Put the lines below into a numbered list, starting with the line that contains "light kit with" and going on through the line that contains "point(376, 61)". Leave out any blank lines.
+++ Source data +++
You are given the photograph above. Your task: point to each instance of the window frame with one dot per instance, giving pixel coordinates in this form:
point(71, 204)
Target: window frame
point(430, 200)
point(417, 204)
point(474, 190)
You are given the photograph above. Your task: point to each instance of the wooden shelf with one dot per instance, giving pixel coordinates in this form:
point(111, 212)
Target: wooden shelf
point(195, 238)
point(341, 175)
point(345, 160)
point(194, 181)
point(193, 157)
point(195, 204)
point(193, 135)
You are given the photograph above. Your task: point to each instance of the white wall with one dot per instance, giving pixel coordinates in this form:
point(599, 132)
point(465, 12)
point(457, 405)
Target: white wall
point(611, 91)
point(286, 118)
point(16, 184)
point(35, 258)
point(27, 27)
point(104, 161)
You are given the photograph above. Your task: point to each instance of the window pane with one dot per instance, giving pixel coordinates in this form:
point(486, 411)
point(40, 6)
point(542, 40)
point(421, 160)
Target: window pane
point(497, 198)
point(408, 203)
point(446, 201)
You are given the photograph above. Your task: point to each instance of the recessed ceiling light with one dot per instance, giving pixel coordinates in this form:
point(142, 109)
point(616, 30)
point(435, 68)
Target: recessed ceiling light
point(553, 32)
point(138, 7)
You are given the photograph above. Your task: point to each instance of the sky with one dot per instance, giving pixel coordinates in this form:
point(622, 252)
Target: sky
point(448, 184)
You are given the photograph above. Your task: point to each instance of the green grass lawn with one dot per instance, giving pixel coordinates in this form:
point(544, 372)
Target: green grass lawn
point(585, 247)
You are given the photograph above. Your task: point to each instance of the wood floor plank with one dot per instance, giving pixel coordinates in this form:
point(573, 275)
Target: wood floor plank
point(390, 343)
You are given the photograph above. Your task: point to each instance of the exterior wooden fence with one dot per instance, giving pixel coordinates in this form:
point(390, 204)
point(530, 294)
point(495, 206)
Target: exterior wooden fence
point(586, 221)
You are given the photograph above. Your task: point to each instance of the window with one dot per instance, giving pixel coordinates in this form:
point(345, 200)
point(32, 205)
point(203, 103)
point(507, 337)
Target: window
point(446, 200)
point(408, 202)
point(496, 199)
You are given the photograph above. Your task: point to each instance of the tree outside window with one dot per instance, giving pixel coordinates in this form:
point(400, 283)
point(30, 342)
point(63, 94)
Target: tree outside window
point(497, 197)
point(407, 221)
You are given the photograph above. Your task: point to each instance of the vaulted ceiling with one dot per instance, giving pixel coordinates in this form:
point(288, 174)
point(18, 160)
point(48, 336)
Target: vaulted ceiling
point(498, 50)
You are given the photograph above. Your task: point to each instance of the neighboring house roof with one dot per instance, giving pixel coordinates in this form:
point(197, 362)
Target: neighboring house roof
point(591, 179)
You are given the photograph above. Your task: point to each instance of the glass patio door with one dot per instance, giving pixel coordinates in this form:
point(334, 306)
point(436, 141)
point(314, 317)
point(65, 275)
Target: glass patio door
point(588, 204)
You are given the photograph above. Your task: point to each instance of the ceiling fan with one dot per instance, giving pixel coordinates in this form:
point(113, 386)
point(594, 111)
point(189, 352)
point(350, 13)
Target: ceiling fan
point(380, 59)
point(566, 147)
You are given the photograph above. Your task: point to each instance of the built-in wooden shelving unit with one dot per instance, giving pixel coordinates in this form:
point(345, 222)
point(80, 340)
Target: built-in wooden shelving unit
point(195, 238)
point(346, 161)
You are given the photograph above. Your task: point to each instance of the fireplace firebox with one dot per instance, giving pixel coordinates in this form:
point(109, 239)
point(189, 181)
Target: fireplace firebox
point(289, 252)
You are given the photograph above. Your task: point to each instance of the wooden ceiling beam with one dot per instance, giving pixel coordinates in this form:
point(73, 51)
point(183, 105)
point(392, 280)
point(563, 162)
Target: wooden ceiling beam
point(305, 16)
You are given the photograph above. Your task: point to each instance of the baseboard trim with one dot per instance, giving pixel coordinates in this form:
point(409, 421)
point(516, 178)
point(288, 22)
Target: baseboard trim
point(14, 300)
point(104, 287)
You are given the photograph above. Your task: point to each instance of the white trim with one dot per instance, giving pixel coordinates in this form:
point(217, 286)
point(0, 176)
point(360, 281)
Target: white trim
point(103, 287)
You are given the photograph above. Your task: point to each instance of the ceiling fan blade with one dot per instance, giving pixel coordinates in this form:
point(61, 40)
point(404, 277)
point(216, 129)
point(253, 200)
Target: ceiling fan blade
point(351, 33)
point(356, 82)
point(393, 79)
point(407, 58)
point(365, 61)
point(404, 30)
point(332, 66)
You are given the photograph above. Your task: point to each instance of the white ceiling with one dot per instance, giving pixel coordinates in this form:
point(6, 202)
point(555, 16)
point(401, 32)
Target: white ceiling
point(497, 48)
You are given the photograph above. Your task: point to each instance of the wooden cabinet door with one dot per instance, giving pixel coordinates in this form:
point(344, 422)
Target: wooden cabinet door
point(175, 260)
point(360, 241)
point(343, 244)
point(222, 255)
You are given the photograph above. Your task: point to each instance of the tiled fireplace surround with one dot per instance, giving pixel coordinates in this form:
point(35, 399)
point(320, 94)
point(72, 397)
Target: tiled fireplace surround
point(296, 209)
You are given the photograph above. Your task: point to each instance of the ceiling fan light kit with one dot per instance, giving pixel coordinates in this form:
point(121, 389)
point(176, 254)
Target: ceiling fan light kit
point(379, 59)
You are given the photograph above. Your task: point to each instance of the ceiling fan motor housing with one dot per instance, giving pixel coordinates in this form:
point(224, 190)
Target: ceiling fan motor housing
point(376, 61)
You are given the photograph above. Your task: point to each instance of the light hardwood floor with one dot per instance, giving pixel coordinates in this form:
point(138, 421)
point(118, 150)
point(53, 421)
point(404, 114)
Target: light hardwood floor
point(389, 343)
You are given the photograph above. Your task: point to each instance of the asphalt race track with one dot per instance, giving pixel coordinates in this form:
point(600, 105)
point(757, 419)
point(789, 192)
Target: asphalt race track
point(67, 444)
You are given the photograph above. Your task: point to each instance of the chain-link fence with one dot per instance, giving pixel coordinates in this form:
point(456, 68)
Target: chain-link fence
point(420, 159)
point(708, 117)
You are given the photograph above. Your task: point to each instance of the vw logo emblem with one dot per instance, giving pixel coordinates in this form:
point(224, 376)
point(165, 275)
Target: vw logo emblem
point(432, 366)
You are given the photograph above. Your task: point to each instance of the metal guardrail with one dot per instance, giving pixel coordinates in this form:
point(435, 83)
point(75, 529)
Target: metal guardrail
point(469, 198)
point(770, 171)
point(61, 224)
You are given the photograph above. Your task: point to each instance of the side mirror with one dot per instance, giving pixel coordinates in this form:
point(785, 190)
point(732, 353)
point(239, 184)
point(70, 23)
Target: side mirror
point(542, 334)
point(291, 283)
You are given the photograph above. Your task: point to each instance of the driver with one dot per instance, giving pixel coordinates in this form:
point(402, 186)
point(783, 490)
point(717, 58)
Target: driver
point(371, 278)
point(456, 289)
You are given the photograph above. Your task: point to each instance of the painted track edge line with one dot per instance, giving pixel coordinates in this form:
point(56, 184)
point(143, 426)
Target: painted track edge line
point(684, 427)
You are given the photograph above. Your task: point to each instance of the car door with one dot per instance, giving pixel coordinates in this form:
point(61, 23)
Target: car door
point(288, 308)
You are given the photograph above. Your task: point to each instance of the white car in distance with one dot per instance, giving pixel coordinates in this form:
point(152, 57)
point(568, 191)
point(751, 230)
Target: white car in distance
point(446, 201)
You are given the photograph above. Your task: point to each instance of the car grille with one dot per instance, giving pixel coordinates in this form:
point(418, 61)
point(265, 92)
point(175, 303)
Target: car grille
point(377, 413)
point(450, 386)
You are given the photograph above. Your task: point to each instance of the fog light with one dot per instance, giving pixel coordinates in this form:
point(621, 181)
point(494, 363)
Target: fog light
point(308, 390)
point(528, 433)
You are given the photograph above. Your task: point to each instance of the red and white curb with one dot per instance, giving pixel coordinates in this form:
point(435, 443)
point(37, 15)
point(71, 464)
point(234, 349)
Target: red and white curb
+++
> **Answer to the task**
1. You are given the photograph above. Your task: point to each instance of the ceiling fan light kit with one dot per instance, giving pixel coordinates in this form:
2. point(121, 389)
3. point(176, 254)
4. Target: ceiling fan light kit
5. point(379, 59)
6. You are given the photograph above. Your task: point to each instance of the ceiling fan motor housing with one dot per instance, giving pixel coordinates in this form:
7. point(224, 190)
8. Target: ceiling fan motor housing
9. point(376, 61)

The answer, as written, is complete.